Output all the data exactly as it appears below.
- Opening Delimiter -
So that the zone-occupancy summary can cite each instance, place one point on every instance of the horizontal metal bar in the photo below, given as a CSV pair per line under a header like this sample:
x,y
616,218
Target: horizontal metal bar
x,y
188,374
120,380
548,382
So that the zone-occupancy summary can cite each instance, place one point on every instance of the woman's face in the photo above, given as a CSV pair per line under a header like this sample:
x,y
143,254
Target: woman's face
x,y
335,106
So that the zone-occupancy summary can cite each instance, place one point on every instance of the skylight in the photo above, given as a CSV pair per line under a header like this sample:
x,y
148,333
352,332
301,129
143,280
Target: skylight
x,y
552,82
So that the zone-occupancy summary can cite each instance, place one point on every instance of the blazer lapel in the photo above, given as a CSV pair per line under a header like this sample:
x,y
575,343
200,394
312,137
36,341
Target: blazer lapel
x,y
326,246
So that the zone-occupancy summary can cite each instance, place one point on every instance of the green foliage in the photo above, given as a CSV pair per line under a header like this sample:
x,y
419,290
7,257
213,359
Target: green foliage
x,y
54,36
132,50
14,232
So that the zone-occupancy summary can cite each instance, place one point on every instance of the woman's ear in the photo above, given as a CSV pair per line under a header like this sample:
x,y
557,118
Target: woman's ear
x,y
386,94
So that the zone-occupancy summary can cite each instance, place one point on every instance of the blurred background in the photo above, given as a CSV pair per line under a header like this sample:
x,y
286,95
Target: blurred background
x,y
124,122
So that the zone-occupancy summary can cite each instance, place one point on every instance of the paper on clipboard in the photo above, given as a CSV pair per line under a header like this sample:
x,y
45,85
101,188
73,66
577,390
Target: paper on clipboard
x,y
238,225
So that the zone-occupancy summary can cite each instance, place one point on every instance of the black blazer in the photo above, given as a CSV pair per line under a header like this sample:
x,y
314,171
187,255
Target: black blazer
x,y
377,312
- Closing Delimiter -
### Solution to the problem
So that the zone-occupancy summary can cite each instance, place one point on every instance of the horizontal metal bar in the photo below, given as a CSV pair per line under a header like this sample:
x,y
616,218
Target: horizontal metal bar
x,y
188,374
120,380
548,382
So that the zone-occupancy summary can cite each instance, place one point on every instance of the woman's face in the photo above, given as a CSV pair per line under a header like this sample:
x,y
143,254
Target: woman's face
x,y
335,106
So that the zone-occupancy summary can cite each instance, place one point on every instance of the skylight in the photo above, given as a CSV pair per line under a header like this sample:
x,y
148,333
352,332
301,129
143,280
Target: skylight
x,y
552,82
So that the zone-occupancy summary can cite each instance, place one point on every instance of the blazer lapel in the photo above, given as a CSV pair per line under a header like this sample:
x,y
575,343
200,394
312,137
36,341
Target: blazer lapel
x,y
326,246
So that the zone-occupancy summary can cite each instance, place one point on every instance of the green foliage in the photo above, given as a CSV pair per line under a header like this sample:
x,y
419,290
7,257
213,359
Target: green foliage
x,y
54,36
132,50
14,232
So that the zone-occupancy summary can cite each instance, place one point on every instance of the woman's ear in the photo above, given as a CSV pair per line under a header like this sample:
x,y
557,118
Target: woman's ear
x,y
386,94
So that the zone-occupancy summary can cite each instance, place one point on every instance of the blurred background in the photo above, given as a CSV pair per line under a header like this sample:
x,y
286,95
Target: blurred background
x,y
124,122
So that the zone-occupancy summary can cite each instance, place one point on every instance of the paper on clipboard in the photo above, given as a CSV pair per line under a header like this sample:
x,y
45,85
101,188
73,66
577,390
Target: paper on clipboard
x,y
238,225
So that the zone-occupancy summary can cite each instance, place one point on every instance of the black blazer in the photo above, given as a CSV pair per line under a header like this sample:
x,y
314,171
187,255
Target: black blazer
x,y
377,312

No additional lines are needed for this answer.